▶ [What the task requires]: What is needed is an exact copy of the data below, pictures excluded.

▶ [Data for this task]:

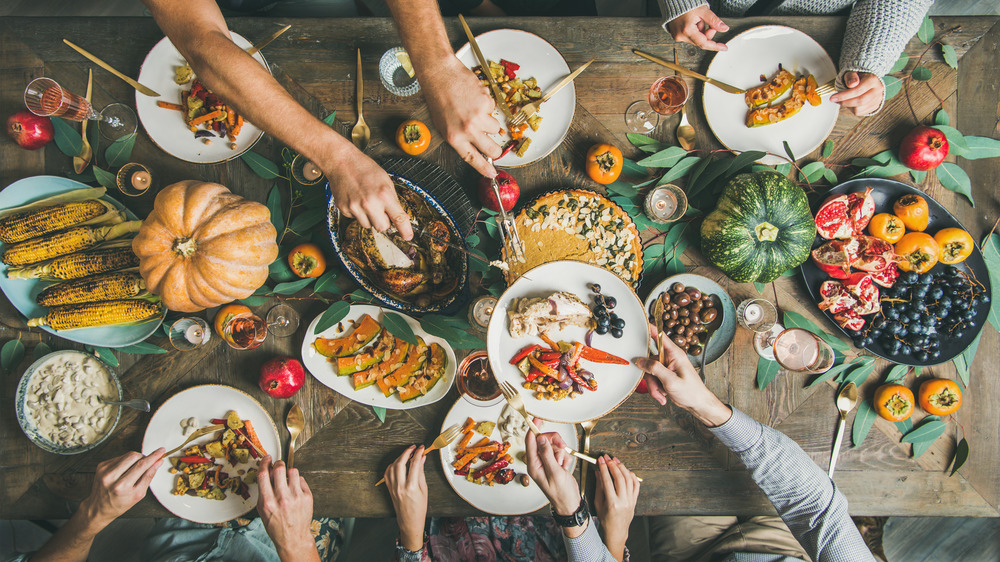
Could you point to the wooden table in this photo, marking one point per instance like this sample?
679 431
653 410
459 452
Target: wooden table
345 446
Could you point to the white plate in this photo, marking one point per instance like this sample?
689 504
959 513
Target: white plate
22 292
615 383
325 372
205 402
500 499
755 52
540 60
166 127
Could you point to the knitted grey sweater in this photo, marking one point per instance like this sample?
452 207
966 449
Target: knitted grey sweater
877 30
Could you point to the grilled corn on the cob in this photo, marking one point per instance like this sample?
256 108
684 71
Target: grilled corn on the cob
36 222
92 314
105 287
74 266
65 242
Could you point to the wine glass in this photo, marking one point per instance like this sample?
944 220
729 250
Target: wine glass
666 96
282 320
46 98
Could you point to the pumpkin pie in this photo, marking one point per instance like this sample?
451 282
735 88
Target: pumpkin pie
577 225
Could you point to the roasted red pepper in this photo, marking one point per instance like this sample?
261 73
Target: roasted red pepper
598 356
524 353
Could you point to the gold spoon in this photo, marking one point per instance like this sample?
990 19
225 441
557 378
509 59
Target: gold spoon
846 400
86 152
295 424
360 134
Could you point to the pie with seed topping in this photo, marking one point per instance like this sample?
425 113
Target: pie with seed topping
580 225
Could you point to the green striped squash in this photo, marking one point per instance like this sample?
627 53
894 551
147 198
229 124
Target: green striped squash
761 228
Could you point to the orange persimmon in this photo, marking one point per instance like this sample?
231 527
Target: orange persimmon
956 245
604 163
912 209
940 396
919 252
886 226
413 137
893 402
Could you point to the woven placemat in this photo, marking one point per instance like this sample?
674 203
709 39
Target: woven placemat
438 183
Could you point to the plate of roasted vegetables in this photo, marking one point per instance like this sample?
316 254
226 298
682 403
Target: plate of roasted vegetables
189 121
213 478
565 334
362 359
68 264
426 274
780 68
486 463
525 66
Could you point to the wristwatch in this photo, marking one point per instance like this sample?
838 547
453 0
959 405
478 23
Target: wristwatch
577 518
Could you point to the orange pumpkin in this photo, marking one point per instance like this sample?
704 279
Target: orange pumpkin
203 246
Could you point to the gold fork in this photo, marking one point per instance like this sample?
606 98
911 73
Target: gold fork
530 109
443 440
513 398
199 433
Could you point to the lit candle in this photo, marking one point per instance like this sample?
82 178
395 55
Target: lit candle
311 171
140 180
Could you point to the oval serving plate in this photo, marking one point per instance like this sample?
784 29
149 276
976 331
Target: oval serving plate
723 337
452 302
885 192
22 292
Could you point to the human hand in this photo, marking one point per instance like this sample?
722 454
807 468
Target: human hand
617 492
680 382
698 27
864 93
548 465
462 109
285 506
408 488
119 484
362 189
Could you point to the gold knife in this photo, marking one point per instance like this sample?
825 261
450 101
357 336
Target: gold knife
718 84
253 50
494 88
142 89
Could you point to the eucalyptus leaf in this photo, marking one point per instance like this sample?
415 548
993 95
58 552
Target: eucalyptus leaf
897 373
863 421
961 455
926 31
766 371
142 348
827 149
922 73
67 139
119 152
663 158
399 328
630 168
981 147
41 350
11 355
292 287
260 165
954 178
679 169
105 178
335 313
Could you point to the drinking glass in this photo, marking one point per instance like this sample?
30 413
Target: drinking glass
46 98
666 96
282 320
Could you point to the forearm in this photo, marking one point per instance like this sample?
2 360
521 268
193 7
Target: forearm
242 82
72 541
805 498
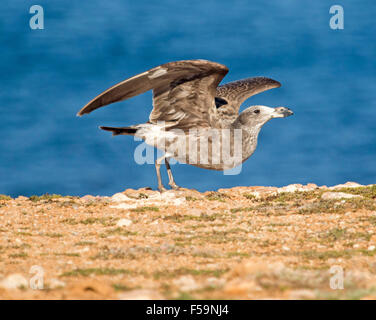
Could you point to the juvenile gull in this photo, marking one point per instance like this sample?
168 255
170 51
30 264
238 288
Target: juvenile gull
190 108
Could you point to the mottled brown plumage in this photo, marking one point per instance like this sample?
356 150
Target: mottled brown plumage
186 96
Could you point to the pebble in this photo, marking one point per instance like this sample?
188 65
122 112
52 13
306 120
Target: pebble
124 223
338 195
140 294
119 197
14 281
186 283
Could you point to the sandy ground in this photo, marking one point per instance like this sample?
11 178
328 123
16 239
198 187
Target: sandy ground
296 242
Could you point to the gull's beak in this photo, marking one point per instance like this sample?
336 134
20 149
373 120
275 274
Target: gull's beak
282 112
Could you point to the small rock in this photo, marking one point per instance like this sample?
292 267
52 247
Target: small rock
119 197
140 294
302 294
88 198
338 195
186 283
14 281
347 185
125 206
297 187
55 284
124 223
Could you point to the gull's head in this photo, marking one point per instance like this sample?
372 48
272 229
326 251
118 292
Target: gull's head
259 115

▶ [Answer to the exercise]:
Could you point to the wooden table in this photo, marking one point per instance like this sample?
679 431
653 410
459 452
Target: wooden table
345 446
Could you point to the white plate in this photo, marking one point per instance like this sample?
689 504
959 513
Target: white plate
22 292
615 383
325 372
205 402
500 499
755 52
540 60
166 127
Could you point to the knitted grey sweater in this photo, marking one point per instance like this sample?
452 207
966 449
Target: knitted grey sweater
877 30
Could you point to the grilled corn on the cob in this photo, marking one point per instance like this sample?
256 108
684 71
Target: grilled corn on the cob
36 222
92 314
105 287
74 266
65 242
Could you point to the wine glass in this photo, marking one point per instance like this sample?
944 220
729 250
Target: wine glass
666 96
282 320
46 98
Could you point to the pumpkin pie in this photo, marking one point per instance like this sample?
451 282
735 88
Target: pumpkin pie
577 225
Could you point to the roasted red pepper in this photo, marking one point per instance like this sample?
261 73
Target: roasted red pepper
598 356
524 353
Could you point to the gold spoon in this photo, marking one point per instance like this sample?
990 19
225 441
557 378
509 59
Target: gold spoon
846 400
86 152
295 424
360 134
Could you point to the pie with seed topping in this photo, marking one point per instance like this sample?
425 113
Target: pie with seed topping
580 225
Could you point to the green striped squash in this photo, marking one point per instance like this sample?
627 53
894 551
147 198
229 124
Target: green striped squash
761 228
Could you point to the orange persimmon in this photo, marking one point per instance like this sample?
231 527
Target: orange persimmon
956 245
604 163
912 209
940 396
919 252
886 226
413 137
893 402
Could you point to the woven placemat in this photo, marking one point per instance like this sample?
674 203
709 39
Target: woven placemat
438 183
Could you point to the plate of roasted vegetables in this photo, marking one point per instance like this sample?
316 254
226 298
682 403
Target: plate of roasted vegetables
189 121
213 478
565 334
362 359
68 264
426 274
780 68
486 463
525 66
Could you point to the wristwatch in this photo, marking one point per instance like this sample?
838 547
453 0
959 405
478 23
Target: wristwatch
577 518
Could you point to the orange pumpkin in this photo, marking one point per instance like this sample?
704 279
Target: orange pumpkin
203 246
Could you point to the gold fork in this photo, marking one point per instance like this sample?
606 98
911 73
Target: gold fork
530 109
443 440
513 398
199 433
Could you point to the lit candle in this photo, marking one point per instance like this sample?
82 178
395 55
Target: lit candle
311 171
140 180
Could you point to the oval serving plate in this photo, marking one point per instance like this sample?
784 29
149 276
976 331
Target: oval serving plate
723 337
452 302
885 192
22 292
Could you point to the human hand in this photo, marking one point per instance like this sample?
722 454
807 468
Target: human hand
617 492
680 382
698 27
864 93
548 465
462 109
285 506
408 488
119 484
362 189
Could you point to the gold knife in this photo, marking one point per instance like this sample?
825 261
450 101
357 336
Target: gold knife
718 84
253 50
494 88
142 89
Could you point to the eucalyptus leaf in this photo, marking one point per instance like this sample?
415 548
993 95
58 552
Target: eucalyptus leaf
897 373
863 421
961 455
926 31
766 371
142 348
827 149
922 73
67 139
119 152
663 158
399 328
630 168
981 147
41 350
11 355
292 287
260 165
954 178
679 169
105 178
335 313
Could you point to the drinking glass in this photo, marking one point per instance like this sample?
30 413
Target: drinking glass
46 98
666 96
282 320
Could you point to the forearm in this photo, marking one point per instance like this sample?
2 360
521 268
193 7
Target: forearm
242 82
72 541
805 498
Could you point to the juvenile gull in this photo, marking one point per instance like this sample?
168 255
170 51
30 264
238 288
Target: juvenile gull
190 108
Could you point to the mottled brown plumage in this photo, marking one point per instance like this sample?
356 150
Target: mottled brown plumage
186 96
Could you point to the pebble in this photo, marking one point per instance like this sample?
188 65
122 112
52 13
306 120
Target: pebble
124 223
338 195
140 294
119 197
14 281
186 283
Could you point to the sandy ground in this photo, marking one point per instance like this sample?
11 178
328 123
16 239
198 187
Target: sandy ground
296 242
Could you point to the gull's beak in this photo, marking one point per instance like this sample?
336 134
20 149
373 120
275 274
Target: gull's beak
282 112
Could you point to the small rock in this photo, marking one point per instance like this sample?
292 267
52 247
Target: small rock
119 197
140 294
302 294
88 198
338 195
186 283
14 281
347 185
125 206
297 187
55 284
124 223
Could you point to the gull's head in this photo, marking one point per instance like this sample?
372 48
272 229
326 251
118 292
Target: gull's head
259 115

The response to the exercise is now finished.